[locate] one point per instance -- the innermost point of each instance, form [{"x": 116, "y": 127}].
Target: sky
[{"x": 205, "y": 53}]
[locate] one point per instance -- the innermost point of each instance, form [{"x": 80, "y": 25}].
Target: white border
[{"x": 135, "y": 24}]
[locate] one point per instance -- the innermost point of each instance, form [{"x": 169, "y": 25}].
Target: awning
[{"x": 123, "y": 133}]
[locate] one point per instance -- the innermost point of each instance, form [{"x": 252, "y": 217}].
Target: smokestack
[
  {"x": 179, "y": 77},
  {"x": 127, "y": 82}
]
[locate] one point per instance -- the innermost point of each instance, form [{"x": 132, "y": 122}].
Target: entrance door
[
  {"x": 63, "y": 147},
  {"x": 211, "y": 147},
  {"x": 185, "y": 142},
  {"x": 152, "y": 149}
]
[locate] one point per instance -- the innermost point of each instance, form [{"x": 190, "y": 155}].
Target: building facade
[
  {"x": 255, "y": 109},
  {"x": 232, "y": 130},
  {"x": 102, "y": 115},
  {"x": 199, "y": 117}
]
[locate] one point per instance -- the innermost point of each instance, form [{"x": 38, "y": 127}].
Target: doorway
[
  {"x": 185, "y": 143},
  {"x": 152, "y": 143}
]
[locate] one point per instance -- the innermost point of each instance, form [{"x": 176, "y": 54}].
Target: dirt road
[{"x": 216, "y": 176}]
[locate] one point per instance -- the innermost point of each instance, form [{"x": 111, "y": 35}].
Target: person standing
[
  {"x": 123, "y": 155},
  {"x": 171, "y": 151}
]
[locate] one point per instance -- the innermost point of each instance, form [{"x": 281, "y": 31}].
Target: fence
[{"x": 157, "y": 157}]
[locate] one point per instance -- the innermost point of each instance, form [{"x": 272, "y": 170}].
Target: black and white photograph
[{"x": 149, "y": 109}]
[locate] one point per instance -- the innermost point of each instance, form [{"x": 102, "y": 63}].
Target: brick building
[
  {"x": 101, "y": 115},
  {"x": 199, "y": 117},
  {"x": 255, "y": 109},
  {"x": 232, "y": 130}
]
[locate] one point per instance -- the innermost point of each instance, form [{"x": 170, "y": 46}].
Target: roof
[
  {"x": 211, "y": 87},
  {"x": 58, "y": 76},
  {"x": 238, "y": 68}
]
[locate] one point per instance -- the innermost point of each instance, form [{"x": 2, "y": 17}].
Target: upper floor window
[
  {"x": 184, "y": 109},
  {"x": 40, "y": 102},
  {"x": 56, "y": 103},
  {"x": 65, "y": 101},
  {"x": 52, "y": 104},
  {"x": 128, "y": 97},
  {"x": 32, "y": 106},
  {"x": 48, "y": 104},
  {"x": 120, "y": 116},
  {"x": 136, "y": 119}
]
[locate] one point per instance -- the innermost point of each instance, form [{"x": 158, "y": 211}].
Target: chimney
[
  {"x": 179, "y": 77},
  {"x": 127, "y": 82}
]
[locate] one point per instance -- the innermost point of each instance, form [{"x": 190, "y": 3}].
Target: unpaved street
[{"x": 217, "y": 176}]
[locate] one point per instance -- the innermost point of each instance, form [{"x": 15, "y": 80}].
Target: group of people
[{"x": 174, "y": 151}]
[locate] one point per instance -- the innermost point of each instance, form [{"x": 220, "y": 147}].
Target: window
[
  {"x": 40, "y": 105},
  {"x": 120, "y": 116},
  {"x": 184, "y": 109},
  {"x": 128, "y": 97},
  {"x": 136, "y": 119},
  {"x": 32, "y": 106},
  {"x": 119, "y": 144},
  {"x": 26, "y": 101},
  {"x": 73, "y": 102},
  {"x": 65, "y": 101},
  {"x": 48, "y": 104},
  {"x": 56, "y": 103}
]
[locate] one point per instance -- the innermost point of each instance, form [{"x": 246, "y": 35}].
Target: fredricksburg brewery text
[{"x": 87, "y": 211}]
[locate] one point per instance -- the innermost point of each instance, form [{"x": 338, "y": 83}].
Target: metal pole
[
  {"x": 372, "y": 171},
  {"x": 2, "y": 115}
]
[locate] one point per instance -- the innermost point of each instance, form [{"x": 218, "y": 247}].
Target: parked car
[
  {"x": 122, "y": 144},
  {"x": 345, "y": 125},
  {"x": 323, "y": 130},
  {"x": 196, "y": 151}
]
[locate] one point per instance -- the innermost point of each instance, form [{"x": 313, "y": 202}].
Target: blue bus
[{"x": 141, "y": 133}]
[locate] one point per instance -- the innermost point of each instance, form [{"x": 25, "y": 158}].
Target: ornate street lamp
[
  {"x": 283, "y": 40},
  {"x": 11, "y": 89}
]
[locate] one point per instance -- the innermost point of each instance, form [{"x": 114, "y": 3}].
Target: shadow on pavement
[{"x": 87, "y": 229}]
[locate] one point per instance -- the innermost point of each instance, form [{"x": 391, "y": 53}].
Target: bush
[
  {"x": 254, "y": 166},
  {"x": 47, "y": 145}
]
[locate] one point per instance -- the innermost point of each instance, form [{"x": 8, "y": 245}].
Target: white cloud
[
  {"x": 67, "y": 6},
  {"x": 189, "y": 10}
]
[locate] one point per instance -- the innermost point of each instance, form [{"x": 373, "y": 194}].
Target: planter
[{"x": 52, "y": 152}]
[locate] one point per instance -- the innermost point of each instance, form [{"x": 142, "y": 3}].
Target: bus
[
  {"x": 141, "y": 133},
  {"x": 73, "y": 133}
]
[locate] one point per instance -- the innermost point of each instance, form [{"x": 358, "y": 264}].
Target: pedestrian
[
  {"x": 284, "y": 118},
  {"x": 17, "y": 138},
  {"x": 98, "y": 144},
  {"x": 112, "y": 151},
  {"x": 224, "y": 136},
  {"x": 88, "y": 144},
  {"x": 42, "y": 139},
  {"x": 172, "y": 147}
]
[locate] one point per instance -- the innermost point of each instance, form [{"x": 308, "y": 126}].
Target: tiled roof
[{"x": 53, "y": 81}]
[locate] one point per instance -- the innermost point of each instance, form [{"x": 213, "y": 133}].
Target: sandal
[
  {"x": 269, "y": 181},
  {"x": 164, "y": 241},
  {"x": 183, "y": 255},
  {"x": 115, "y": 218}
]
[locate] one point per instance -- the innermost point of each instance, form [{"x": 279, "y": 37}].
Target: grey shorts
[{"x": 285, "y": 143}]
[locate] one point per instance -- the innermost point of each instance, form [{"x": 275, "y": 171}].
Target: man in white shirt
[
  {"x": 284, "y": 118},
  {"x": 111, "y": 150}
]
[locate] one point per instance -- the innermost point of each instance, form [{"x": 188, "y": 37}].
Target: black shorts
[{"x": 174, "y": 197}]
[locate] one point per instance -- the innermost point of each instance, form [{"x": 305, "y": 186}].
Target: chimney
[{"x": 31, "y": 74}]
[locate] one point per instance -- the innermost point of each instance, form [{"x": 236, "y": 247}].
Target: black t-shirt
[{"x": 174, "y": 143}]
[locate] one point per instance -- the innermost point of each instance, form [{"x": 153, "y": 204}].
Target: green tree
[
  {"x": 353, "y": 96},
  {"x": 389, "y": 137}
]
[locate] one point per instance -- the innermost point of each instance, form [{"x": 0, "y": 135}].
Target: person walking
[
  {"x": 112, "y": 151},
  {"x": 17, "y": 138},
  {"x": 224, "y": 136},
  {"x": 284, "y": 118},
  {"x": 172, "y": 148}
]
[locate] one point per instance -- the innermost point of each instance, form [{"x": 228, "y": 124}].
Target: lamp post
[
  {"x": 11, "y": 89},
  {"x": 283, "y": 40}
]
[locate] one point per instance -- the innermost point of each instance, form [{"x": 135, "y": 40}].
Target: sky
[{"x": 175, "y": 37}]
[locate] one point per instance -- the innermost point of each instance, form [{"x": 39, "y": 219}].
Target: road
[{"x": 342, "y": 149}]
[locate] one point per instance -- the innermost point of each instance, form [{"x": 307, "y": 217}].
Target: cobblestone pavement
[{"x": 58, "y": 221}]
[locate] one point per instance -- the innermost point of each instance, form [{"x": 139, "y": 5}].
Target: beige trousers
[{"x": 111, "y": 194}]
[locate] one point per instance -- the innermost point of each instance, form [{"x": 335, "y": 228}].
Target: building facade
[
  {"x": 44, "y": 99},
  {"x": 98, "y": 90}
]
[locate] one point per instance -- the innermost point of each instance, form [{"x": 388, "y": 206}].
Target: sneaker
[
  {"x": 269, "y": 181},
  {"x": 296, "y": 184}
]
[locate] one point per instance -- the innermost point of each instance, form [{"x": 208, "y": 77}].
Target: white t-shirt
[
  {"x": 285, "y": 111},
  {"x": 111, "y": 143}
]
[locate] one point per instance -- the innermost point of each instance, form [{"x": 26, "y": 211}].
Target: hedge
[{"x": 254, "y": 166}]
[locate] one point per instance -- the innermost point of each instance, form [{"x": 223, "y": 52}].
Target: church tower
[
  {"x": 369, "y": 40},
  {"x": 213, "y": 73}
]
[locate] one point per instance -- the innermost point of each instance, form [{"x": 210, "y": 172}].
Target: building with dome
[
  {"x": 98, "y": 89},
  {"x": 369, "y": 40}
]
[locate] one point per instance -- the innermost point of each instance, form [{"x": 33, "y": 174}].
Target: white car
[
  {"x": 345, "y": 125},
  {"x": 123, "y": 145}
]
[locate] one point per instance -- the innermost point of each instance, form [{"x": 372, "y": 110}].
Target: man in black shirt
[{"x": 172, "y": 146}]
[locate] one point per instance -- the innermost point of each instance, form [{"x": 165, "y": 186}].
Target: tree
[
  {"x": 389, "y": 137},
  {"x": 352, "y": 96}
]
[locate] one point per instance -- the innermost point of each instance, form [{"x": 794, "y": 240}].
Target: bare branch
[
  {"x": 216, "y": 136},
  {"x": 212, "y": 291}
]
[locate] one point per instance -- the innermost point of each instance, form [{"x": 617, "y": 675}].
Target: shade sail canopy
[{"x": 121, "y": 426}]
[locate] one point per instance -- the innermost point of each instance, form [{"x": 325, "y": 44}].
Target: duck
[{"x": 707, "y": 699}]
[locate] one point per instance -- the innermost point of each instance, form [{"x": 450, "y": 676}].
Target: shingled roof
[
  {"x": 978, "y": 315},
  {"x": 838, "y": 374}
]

○ ○ ○

**ПИСЬМЕННОЕ ЗАДАНИЕ:** Сколько строк материала содержат слово «shirt» с учетом регистра? Ответьте только числом.

**ОТВЕТ:** 4